§ **How to complete this task**:
All entries must be repeated exactly; do not include the pictures.

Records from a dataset
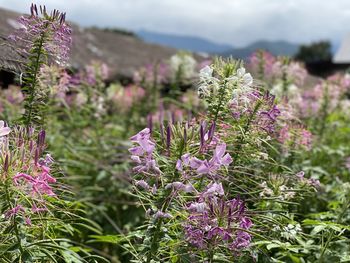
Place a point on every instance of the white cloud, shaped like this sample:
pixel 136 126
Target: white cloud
pixel 237 22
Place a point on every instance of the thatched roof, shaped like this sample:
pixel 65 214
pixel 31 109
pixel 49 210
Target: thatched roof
pixel 122 52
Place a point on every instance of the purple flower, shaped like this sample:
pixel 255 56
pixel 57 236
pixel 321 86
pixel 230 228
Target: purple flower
pixel 212 221
pixel 160 214
pixel 14 211
pixel 187 188
pixel 142 154
pixel 143 184
pixel 3 129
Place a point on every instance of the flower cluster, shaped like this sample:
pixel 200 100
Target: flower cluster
pixel 206 167
pixel 142 154
pixel 49 31
pixel 30 175
pixel 214 221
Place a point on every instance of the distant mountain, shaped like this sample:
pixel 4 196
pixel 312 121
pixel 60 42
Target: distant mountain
pixel 194 44
pixel 274 47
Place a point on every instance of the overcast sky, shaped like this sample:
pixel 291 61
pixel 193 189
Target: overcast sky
pixel 235 22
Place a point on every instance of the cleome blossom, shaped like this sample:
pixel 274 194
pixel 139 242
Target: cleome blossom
pixel 206 167
pixel 214 221
pixel 142 154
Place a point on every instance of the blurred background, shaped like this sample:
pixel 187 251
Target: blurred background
pixel 129 34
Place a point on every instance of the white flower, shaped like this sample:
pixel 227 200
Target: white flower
pixel 206 73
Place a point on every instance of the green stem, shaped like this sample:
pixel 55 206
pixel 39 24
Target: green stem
pixel 330 237
pixel 34 72
pixel 221 98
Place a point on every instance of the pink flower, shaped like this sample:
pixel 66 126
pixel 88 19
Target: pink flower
pixel 14 211
pixel 4 130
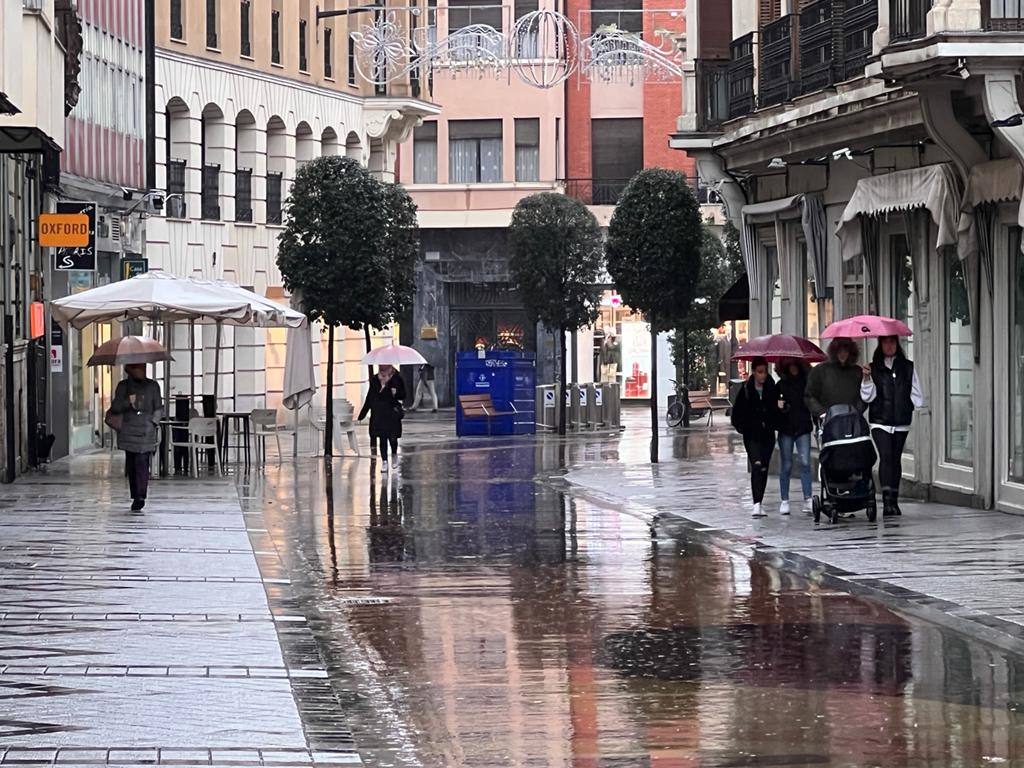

§ **Reply to the task**:
Place a point on every instance of the white cloud, shaped like this sample:
pixel 136 126
Target: white cloud
pixel 237 22
Place a point on every instance of the thatched roof, shaped like this sample:
pixel 65 214
pixel 31 109
pixel 49 210
Target: thatched roof
pixel 122 52
Place a point on every instance of the purple flower, shaped like this sample:
pixel 255 56
pixel 57 236
pixel 321 86
pixel 230 228
Target: purple flower
pixel 212 221
pixel 160 214
pixel 14 211
pixel 187 188
pixel 142 154
pixel 143 184
pixel 3 129
Place a point on every instance of the flower cluster, shaped like this sample:
pixel 200 100
Target: flower cluster
pixel 206 167
pixel 142 154
pixel 49 31
pixel 30 175
pixel 214 221
Place a point on every instance of the distant mountain, shaped like this sample:
pixel 4 196
pixel 312 121
pixel 60 42
Target: distant mountain
pixel 194 44
pixel 274 47
Place a point on every instance of the overcast sky, shaped like this sample:
pixel 291 61
pixel 193 189
Target: overcast sky
pixel 235 22
Place a point on every instance of the cleome blossom, shaped like this sample:
pixel 274 194
pixel 139 242
Target: cleome blossom
pixel 206 167
pixel 214 221
pixel 142 154
Place a point on every instance of the blurred background, shaped like this sample:
pixel 187 251
Target: blurred background
pixel 129 34
Place a point on every instance of the white flower, shaped like this sample:
pixel 227 200
Target: white flower
pixel 206 73
Place a point on every instance of the green stem, shaped like this sample:
pixel 55 206
pixel 39 24
Target: green stem
pixel 330 237
pixel 34 72
pixel 221 98
Place a point on every instance of the pink flower, shaped like this sample:
pixel 66 126
pixel 88 19
Target: pink flower
pixel 14 211
pixel 4 130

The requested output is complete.